++++ RECORDED INFORMATION
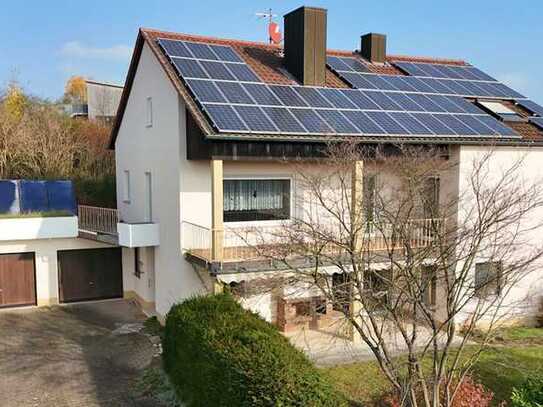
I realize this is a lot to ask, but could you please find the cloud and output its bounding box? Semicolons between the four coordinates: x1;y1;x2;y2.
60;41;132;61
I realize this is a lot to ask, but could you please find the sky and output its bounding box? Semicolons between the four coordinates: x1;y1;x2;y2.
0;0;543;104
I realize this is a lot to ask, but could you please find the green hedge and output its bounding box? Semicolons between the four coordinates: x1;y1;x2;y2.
++++++++
++++ RECORDED INFORMATION
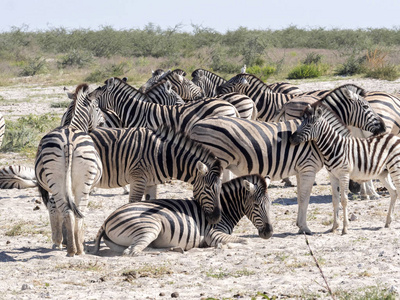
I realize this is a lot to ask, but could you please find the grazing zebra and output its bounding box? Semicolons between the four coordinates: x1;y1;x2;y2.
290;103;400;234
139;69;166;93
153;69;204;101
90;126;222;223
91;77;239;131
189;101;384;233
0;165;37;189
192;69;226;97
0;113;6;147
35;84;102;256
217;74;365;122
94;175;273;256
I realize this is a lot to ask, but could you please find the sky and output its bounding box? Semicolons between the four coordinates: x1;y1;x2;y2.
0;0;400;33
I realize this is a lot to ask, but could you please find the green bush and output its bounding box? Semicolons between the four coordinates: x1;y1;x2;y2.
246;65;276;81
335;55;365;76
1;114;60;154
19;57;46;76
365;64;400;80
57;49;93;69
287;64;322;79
++++++++
++++ RECORDED INFORMATION
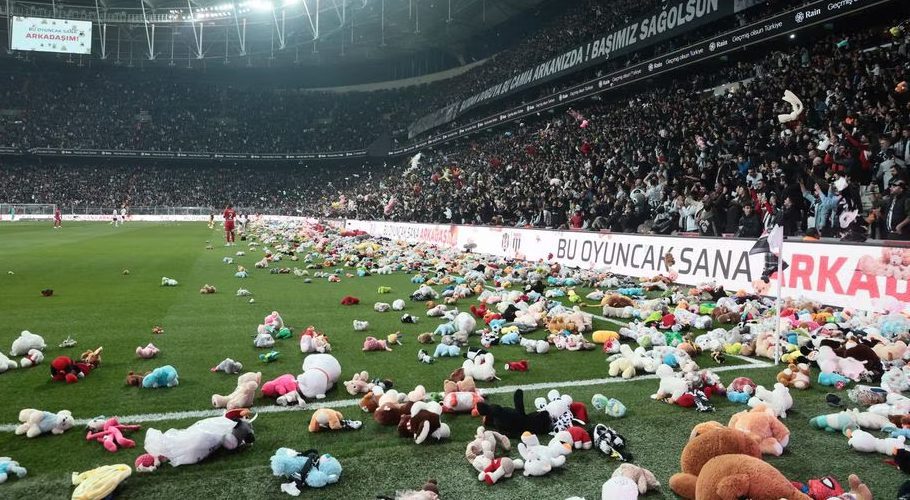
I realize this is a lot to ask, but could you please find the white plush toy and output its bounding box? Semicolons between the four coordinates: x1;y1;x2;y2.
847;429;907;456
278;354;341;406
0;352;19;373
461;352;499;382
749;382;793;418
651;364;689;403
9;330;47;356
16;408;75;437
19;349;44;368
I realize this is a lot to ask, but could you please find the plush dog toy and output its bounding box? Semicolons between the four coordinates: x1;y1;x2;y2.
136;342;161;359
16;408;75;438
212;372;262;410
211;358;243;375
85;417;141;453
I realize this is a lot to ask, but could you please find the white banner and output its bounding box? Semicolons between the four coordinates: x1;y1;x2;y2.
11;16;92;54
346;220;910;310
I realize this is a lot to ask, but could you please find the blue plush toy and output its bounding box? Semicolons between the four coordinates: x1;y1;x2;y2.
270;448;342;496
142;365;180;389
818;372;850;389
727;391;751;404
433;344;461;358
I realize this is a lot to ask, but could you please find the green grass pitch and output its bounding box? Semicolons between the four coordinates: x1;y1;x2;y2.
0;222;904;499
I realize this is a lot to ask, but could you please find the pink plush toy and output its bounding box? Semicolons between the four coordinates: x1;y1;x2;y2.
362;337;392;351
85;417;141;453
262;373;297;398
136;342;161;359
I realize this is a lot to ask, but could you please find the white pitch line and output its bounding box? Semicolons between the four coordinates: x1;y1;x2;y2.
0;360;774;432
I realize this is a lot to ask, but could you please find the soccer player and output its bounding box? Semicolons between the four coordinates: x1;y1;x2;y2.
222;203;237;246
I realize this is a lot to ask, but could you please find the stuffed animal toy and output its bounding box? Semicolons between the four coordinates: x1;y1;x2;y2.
++++++++
*WORK TO BE COMPLETED*. Please rewrite the lines from the one containing "the white plush" up to and including the one containing "find the stuffed", keeping every line. Multiply each bounding box coordinate by 2.2 and round it to a whole number, rounding halves up, and leave all other text as it is.

*TASK ANSWER*.
I realize this is a lot to ask, but could you please find the white plush toy and output its bounding box? Semicolons between the four coordinates: x1;y1;x2;y2.
1863;944;1995;1003
612;779;750;893
0;774;42;821
1014;774;1098;840
1648;840;1745;920
1432;801;1516;887
20;726;103;783
35;898;165;961
42;768;97;810
I realize this is a lot to ask, but could you please find the plush dog toy and output its bounding box? Semicolons between the four coordinates: x1;y1;x2;y2.
299;752;354;790
35;898;165;964
466;818;576;902
464;788;535;825
187;917;310;997
I realize this is a lot to ask, but could you please find the white banner and output its bounding box? Semicolons between the four coordinates: x1;y1;x2;y2.
24;35;202;119
761;484;2002;682
I realize this is a lot to ask, but could you please find the blue plush toy and output its bounding box? Semicolons between the four coordinates: x1;y1;x2;y2.
594;986;752;1091
312;803;396;856
1800;818;1870;856
1599;860;1652;889
953;757;1014;788
I realize this is a lot to ask, but could you please find the green grass pitch and output its bounding box? Semicolons between the four coordinates: x1;y1;x2;y2.
0;488;1989;1098
I realize this is a lot to ask, but could you please find the pink plush toy and output its bounding box? Semicolons between the four coordinates: x1;y1;x2;y2.
796;741;862;772
187;917;310;997
576;821;653;876
299;752;354;790
I realize this is a lot to ask, but could you please find the white pitch line and output its bounding box? Semicolons between the four coordinates: x1;y1;x2;y2.
0;792;1703;950
I realize this is a lot to ask, but could you please find the soccer player and output its bounding box? Semicolons between the four coordinates: x1;y1;x2;y2.
488;447;521;541
I realize this is a lot to ask, but could you please find the stuffed animal toy and output its bounding box? Semicolons between the four coordinates: x1;y1;x2;y2.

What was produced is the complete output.